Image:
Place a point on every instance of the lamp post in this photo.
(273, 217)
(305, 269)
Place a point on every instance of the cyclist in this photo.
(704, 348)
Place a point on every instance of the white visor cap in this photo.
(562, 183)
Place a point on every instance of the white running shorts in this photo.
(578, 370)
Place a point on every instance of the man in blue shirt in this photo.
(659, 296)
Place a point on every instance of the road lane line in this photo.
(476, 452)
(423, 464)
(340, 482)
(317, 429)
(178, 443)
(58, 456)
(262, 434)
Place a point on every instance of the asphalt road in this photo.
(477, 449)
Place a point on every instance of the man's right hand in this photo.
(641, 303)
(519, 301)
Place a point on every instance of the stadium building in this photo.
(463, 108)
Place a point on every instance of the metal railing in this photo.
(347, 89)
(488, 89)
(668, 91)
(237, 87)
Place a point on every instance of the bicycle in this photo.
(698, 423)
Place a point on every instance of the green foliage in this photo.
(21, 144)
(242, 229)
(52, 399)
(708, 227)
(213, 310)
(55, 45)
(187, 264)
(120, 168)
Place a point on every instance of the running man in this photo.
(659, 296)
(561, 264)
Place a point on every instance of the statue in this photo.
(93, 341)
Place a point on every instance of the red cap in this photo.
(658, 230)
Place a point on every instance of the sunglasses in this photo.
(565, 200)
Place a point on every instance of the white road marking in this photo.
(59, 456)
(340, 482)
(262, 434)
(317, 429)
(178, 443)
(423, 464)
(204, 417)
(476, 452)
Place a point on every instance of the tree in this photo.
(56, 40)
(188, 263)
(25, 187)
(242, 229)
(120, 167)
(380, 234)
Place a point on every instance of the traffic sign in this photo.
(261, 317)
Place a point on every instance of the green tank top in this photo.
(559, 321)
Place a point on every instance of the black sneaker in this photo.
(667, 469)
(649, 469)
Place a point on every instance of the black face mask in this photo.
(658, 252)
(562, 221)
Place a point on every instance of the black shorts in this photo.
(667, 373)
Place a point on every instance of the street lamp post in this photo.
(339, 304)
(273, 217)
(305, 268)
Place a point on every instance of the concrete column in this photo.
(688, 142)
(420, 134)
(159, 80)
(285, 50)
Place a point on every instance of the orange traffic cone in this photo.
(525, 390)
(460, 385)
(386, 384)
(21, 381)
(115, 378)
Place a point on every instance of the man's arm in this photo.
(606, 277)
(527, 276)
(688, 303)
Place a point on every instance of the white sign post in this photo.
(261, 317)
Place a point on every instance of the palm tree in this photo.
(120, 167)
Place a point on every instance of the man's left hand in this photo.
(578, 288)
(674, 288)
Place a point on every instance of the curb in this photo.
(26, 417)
-*-
* **Exercise prompt**
Copy every line of the material, please, keeping it exactly the same.

* **Task output**
Image:
Place a point on every instance of the lamp post in this photo.
(273, 217)
(305, 269)
Place a point on every instance of the cyclist in this photo.
(704, 348)
Place a point on every instance of the white visor cap in this photo.
(562, 183)
Place a point on every instance of the white running shorts in this photo.
(578, 370)
Place a point on every instance of the man in blue shirt in this photo.
(659, 296)
Place a point on every instance of the road lane line in this photo.
(476, 452)
(423, 464)
(340, 482)
(317, 429)
(178, 443)
(58, 456)
(262, 434)
Place a point on every instance of the asphalt road in this photo.
(477, 449)
Place a point on every instance of the man's right hand in this photo.
(641, 303)
(519, 301)
Place a point on every instance of the stadium building in this photo.
(463, 108)
Place a point on every instance of the metal railing in this photo.
(347, 89)
(488, 89)
(668, 91)
(237, 87)
Place a point on every instance of the bicycle in this photo.
(698, 423)
Place a point on every instance of the green foliage in this photo.
(21, 144)
(242, 229)
(52, 399)
(708, 227)
(213, 310)
(55, 45)
(187, 264)
(120, 168)
Place a point on every instance of the running man in this photo.
(659, 296)
(561, 264)
Place a point on every instance of the statue in this photo.
(93, 341)
Place a point on every instance of the red cap in this photo.
(658, 230)
Place a point on every instance of the sunglasses in this photo.
(565, 200)
Place a point on every instance of the white road marking in this photo.
(59, 456)
(340, 482)
(262, 434)
(317, 429)
(178, 443)
(423, 464)
(204, 417)
(476, 452)
Place a point on every instance of the tree in this photo.
(56, 40)
(188, 263)
(25, 187)
(242, 229)
(120, 167)
(380, 234)
Place a point on every instance of the traffic sign in this photo.
(261, 317)
Place a point on every instance of the green tank top in this photo.
(559, 321)
Place a point on every instance of the black sneaker in this photo.
(667, 469)
(649, 469)
Place a point on every instance of the black face mask in this photo.
(658, 252)
(562, 221)
Place a point on every instance of the black shorts in this photo.
(667, 373)
Place a point on every instance of the street lamp post in this photo.
(339, 304)
(273, 217)
(305, 268)
Place a point on every instance of the concrete column in this photo.
(688, 142)
(420, 134)
(159, 80)
(285, 50)
Place a point on every instance of the orange traffic cone in this photo.
(525, 390)
(460, 385)
(386, 384)
(21, 381)
(115, 378)
Place a point on every instance of the man's arm in this photo.
(606, 277)
(527, 276)
(688, 303)
Place a point on every instance of the white sign post in this photo.
(261, 317)
Place a point on every instance of the palm tree in this photo.
(120, 167)
Place a point on every instance of the man's left hand in this photo.
(578, 288)
(674, 288)
Place a point on every instance of the curb in this photo.
(26, 417)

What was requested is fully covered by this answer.